### Stated task
Please copy the records again from the line that has "For every instance of the chicken" through the end of the records, shifting every coordinate in the answers up by 83. Leave the pictures out.

### Location identification items

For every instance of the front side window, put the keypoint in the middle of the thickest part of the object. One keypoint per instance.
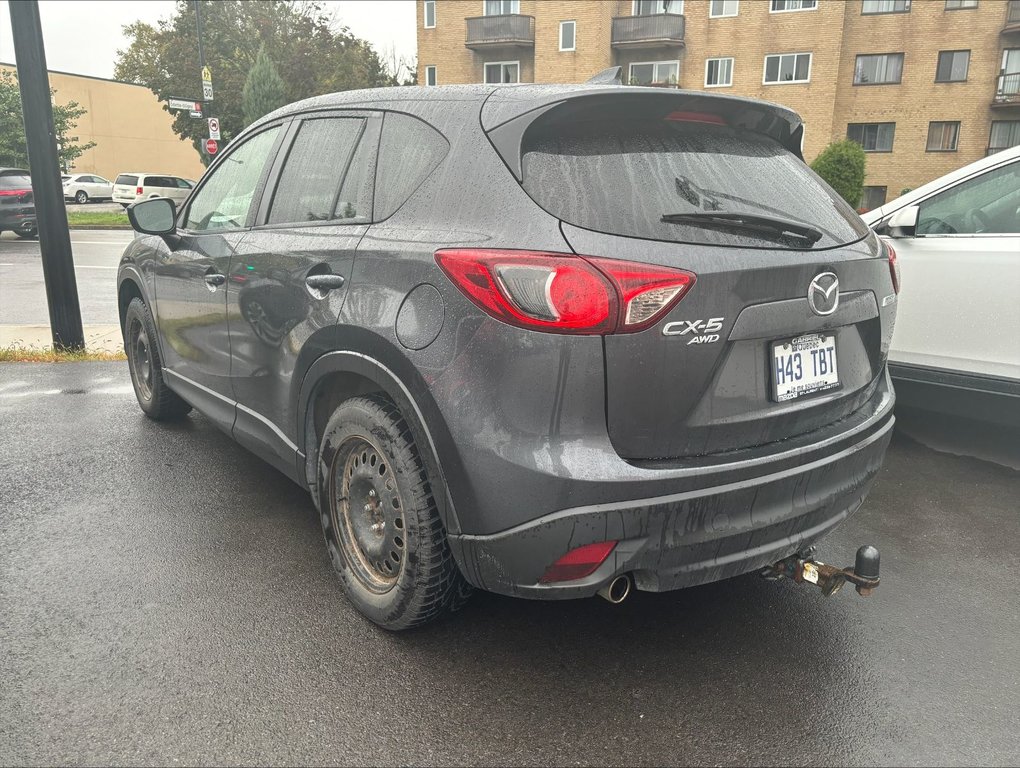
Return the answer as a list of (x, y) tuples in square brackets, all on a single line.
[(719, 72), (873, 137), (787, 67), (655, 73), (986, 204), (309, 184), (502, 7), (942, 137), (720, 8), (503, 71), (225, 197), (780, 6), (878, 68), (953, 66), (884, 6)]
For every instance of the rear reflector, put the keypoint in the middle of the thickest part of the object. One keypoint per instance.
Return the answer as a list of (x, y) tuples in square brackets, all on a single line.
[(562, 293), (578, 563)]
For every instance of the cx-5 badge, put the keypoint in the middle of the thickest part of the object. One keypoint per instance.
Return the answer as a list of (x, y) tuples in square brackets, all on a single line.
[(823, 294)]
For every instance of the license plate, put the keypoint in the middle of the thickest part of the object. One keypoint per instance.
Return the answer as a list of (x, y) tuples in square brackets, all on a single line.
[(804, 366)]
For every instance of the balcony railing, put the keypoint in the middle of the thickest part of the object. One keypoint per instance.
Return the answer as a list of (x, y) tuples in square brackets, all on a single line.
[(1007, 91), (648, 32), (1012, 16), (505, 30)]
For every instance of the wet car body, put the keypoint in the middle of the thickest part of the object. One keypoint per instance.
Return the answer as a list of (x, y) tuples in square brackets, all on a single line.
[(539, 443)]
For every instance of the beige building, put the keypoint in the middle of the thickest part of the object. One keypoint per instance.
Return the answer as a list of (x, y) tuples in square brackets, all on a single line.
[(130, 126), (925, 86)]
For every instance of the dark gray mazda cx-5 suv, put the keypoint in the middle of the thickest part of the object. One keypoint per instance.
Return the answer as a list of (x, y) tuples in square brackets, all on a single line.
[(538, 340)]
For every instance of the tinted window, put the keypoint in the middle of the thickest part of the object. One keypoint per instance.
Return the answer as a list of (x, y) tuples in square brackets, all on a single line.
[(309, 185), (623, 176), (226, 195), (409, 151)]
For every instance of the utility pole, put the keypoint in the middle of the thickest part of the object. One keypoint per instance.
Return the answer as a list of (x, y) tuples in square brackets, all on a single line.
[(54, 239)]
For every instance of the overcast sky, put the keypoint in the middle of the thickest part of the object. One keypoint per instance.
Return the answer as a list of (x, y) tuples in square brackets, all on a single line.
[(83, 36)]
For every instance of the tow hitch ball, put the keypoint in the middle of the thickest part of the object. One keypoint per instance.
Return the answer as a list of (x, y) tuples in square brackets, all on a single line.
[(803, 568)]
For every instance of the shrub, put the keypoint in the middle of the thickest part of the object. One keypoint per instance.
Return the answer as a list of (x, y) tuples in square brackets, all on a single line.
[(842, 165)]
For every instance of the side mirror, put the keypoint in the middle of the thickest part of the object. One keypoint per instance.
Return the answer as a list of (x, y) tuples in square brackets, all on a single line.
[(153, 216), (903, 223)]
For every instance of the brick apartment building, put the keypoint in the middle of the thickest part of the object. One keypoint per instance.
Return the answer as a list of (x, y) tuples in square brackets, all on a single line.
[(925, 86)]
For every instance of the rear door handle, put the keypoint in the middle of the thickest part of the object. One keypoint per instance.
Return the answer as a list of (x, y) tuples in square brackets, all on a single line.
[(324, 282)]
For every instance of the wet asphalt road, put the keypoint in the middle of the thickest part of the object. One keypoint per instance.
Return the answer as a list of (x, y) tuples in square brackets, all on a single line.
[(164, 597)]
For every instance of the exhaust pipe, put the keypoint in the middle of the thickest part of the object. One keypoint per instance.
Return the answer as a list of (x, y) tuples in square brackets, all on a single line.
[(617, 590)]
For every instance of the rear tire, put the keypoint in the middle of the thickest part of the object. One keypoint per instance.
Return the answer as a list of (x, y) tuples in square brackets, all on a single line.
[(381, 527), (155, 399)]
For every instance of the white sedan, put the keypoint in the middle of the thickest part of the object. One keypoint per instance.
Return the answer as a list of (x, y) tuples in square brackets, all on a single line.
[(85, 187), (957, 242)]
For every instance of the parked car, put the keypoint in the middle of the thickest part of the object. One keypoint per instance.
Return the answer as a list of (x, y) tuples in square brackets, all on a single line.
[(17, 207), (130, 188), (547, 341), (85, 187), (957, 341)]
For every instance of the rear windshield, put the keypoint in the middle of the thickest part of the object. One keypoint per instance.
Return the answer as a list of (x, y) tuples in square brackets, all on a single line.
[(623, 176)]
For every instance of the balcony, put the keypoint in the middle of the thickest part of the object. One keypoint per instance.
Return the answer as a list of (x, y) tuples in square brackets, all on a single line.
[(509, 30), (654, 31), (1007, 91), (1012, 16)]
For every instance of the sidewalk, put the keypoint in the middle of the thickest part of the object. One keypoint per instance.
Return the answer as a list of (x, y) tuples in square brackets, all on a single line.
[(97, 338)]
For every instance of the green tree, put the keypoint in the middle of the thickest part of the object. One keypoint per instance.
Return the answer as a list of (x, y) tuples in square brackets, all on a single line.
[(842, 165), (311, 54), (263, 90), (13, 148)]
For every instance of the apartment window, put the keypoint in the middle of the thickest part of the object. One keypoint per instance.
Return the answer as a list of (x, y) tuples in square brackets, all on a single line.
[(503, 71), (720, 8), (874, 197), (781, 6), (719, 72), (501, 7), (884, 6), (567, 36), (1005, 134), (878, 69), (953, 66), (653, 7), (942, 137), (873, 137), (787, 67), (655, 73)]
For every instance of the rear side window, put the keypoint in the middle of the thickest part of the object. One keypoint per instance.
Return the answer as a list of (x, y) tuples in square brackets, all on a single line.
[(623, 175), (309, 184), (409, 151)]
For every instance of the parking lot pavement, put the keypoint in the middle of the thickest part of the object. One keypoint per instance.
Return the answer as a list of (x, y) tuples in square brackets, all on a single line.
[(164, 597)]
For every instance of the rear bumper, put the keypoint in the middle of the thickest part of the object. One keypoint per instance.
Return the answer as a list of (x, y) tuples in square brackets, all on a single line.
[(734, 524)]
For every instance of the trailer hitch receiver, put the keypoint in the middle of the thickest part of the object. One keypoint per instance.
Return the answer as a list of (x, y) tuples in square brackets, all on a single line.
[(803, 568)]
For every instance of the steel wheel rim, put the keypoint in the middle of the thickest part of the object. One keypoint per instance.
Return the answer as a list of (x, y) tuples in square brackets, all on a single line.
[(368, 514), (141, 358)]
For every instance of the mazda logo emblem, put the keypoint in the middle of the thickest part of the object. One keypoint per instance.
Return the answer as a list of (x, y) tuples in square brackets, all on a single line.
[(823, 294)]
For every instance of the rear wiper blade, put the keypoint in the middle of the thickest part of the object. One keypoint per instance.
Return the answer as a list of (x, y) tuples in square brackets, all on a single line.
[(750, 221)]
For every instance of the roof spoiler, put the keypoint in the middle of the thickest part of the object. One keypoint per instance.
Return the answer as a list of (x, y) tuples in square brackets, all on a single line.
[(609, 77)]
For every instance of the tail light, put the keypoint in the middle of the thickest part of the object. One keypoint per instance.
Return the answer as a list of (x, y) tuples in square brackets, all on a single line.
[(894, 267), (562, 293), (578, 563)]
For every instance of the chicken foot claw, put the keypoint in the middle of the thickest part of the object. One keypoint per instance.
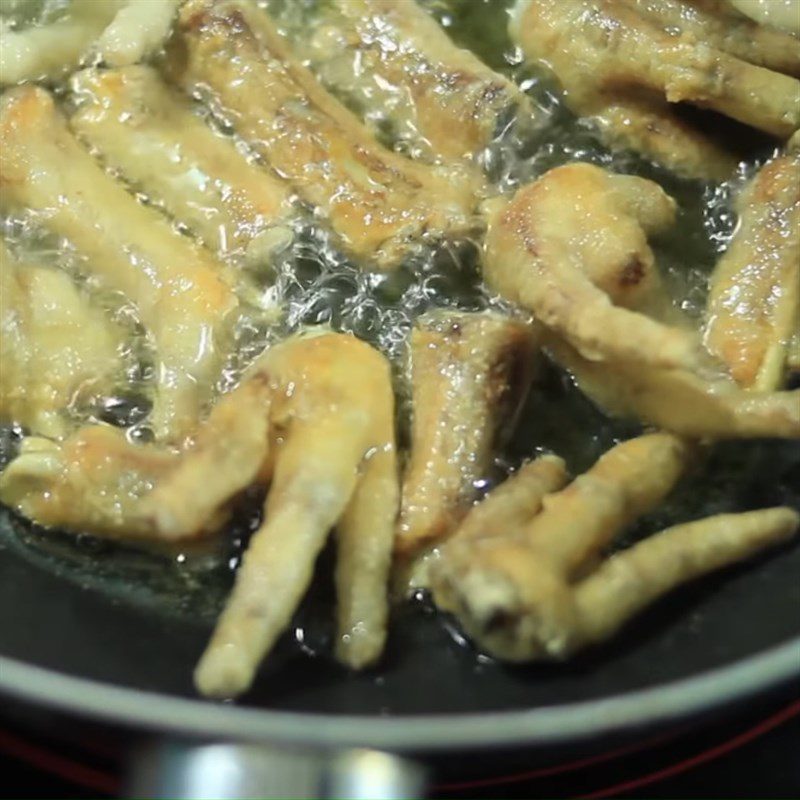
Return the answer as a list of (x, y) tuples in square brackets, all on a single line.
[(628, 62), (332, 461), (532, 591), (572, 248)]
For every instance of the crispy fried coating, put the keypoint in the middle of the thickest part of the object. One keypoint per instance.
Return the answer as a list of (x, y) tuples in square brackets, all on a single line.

### Exercise solution
For every instance of the chicken foot claw, put the keypoint in the middle of the thickest part of the object. One keypoint per instance.
Return the answer as a list of (x, y) tuples in square brackets, all on a single line.
[(711, 145), (415, 544), (615, 674), (655, 331)]
For every instance of the crispy fried coating, put the keypoint in the middle of the thickest part of the object. One keypoint per instance.
Return the answer as a list of (x, y) tuples in square brackets, all on a single line.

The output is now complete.